■ Short task ■
Select every line of the items below that contains the word "stair", and copy each of those lines. Case counts.

■ Supplied data ■
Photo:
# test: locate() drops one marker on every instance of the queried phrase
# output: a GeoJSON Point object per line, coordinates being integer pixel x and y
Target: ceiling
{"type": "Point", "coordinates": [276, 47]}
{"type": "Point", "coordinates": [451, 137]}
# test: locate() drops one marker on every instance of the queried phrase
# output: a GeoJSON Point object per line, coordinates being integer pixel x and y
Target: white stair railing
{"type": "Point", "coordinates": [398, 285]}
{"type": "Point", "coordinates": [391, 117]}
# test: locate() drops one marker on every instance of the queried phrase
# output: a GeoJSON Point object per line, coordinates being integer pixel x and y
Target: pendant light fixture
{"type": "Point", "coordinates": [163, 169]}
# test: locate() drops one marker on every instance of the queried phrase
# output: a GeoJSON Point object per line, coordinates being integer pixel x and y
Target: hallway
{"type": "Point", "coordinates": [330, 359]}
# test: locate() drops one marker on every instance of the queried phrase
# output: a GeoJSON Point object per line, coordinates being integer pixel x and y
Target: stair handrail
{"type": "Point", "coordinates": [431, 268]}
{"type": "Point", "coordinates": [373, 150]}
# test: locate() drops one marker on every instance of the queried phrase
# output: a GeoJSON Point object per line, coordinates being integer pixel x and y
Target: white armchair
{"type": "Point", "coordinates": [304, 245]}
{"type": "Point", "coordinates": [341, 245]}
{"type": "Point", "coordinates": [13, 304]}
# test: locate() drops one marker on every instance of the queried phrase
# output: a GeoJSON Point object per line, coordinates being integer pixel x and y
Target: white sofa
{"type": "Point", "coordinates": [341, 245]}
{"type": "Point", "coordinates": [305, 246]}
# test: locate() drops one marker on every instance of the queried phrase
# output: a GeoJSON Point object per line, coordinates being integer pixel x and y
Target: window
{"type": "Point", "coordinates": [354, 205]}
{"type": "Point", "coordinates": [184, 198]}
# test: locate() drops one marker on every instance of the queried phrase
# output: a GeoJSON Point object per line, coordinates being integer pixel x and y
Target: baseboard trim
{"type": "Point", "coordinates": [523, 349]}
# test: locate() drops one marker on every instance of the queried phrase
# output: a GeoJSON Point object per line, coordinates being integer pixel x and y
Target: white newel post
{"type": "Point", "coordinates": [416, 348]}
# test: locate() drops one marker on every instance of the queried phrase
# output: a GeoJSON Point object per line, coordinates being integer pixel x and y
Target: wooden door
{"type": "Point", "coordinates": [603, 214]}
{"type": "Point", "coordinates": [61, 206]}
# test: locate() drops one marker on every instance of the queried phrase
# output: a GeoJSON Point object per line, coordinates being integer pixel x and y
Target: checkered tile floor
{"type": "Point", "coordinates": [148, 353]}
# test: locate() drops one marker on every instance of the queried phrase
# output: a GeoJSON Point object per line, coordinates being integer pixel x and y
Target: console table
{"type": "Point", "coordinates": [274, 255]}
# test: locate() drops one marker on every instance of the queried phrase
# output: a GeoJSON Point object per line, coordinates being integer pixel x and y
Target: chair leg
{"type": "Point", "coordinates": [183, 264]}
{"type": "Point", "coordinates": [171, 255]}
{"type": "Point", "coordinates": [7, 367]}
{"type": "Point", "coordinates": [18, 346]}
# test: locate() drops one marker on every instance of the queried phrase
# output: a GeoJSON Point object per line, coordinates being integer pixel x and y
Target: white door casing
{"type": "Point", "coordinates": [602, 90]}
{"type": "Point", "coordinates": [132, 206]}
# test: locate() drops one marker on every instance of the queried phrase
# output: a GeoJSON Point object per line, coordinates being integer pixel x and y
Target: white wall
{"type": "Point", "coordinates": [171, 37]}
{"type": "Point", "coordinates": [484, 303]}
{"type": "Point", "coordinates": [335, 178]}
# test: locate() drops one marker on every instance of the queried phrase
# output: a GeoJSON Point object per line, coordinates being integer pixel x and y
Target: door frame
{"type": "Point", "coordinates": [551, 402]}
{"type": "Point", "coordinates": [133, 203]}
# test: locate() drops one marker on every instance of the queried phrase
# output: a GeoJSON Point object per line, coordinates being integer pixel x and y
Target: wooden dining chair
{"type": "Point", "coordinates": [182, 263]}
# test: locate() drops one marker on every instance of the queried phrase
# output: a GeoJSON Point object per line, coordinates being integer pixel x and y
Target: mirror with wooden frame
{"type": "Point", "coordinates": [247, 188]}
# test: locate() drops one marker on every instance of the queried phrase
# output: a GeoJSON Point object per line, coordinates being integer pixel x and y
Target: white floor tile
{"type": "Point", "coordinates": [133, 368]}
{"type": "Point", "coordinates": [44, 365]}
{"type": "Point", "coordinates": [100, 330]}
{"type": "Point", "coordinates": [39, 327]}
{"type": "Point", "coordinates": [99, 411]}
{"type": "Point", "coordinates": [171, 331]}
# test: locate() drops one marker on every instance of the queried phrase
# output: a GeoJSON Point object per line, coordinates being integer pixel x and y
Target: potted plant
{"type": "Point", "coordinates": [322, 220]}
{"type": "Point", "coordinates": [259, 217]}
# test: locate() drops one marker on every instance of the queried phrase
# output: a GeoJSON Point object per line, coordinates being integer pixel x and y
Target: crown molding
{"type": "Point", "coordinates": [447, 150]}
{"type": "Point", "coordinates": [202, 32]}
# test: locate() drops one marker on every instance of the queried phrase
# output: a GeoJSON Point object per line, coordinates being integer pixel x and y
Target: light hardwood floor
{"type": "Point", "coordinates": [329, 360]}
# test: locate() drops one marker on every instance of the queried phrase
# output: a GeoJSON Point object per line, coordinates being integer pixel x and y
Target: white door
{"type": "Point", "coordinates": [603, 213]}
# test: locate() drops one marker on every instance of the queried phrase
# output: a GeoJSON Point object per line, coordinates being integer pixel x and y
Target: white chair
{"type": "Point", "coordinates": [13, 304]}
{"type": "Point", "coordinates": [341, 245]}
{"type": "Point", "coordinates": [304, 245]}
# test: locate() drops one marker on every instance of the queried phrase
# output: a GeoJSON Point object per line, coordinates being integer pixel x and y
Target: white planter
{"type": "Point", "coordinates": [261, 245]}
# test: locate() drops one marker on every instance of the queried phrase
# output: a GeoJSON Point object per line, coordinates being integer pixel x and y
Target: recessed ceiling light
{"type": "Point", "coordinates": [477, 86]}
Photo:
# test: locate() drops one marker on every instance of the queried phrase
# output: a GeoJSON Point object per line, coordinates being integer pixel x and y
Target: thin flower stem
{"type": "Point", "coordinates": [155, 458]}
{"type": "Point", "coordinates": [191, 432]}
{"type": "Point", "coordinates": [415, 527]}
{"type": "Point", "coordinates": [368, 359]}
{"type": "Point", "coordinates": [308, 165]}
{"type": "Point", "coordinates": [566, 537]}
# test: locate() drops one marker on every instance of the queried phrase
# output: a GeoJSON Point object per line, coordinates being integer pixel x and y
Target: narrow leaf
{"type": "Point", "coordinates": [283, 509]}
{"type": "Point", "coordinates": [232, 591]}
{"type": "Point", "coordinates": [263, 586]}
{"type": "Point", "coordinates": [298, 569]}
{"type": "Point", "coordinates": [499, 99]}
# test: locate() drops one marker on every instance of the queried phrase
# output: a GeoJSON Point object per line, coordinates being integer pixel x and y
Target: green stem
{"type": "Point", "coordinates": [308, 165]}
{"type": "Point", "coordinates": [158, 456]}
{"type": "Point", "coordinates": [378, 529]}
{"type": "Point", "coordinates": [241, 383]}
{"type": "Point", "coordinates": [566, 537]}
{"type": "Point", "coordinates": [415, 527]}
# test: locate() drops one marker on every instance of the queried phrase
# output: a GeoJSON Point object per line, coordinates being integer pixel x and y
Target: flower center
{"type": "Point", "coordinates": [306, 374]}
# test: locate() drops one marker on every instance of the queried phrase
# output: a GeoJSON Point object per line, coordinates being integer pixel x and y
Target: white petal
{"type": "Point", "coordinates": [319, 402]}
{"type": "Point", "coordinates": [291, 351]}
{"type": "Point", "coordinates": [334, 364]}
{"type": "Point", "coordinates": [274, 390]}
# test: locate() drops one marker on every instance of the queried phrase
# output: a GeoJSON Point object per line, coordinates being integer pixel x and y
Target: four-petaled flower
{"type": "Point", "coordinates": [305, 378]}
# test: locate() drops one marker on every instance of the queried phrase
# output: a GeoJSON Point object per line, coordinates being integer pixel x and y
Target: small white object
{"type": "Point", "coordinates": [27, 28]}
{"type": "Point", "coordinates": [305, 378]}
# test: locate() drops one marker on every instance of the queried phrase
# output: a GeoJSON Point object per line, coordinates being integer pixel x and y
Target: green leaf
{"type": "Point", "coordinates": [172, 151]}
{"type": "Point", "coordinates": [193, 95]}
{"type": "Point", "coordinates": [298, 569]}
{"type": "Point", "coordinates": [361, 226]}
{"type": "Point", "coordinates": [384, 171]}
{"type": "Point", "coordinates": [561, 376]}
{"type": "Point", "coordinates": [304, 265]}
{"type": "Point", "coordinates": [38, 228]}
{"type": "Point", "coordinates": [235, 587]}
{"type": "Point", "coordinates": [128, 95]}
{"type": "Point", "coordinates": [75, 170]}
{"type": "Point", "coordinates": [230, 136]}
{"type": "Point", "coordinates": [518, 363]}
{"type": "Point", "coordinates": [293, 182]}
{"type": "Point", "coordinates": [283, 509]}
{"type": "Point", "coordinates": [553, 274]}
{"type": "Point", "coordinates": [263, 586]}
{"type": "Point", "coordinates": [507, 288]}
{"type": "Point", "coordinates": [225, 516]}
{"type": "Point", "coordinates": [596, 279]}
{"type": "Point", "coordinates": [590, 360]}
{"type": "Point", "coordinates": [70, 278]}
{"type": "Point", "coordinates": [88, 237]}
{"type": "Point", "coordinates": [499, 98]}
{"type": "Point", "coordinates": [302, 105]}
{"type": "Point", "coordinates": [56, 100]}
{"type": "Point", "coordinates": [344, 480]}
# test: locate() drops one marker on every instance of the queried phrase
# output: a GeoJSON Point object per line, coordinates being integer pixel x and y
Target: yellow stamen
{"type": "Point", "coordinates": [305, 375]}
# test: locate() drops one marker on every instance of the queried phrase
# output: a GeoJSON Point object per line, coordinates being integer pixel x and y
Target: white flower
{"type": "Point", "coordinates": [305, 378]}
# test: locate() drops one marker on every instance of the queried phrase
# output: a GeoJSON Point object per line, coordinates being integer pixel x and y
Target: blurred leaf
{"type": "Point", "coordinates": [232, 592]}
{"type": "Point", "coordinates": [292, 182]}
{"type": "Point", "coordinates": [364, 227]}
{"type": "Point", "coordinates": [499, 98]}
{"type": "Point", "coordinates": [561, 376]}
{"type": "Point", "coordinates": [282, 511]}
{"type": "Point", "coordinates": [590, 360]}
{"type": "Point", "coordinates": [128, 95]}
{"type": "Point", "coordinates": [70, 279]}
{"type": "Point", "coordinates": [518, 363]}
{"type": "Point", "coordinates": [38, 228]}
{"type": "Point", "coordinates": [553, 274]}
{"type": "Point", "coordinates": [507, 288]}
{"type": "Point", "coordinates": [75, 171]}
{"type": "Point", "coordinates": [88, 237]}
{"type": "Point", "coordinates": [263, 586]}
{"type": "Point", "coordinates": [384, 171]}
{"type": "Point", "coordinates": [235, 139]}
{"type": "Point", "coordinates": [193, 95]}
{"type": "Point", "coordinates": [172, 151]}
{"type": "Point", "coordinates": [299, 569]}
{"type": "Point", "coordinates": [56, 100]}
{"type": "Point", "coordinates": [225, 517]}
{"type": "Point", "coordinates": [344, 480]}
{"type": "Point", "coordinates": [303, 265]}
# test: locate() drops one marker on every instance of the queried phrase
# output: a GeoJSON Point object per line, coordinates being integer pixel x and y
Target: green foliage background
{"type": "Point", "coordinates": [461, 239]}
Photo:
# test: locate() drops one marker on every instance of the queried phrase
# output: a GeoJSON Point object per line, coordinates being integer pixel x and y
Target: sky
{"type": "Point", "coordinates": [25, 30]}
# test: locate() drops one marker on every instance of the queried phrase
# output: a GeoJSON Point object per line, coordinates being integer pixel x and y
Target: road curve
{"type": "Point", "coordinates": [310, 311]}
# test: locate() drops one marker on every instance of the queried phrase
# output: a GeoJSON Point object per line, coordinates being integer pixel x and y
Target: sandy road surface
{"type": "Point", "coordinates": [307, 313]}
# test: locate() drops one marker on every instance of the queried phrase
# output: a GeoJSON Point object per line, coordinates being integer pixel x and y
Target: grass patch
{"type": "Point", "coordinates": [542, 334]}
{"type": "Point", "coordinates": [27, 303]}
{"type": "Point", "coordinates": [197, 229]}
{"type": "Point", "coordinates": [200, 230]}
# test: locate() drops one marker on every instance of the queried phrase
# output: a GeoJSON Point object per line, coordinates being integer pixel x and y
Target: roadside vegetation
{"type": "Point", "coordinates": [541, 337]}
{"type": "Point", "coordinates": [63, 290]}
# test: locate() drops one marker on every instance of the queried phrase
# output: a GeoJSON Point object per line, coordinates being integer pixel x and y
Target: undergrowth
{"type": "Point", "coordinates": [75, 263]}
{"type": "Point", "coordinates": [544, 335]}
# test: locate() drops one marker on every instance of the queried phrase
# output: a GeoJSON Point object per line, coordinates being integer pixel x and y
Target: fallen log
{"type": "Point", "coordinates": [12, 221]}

■ Reply to the task ■
Target: white stair railing
Target: stair handrail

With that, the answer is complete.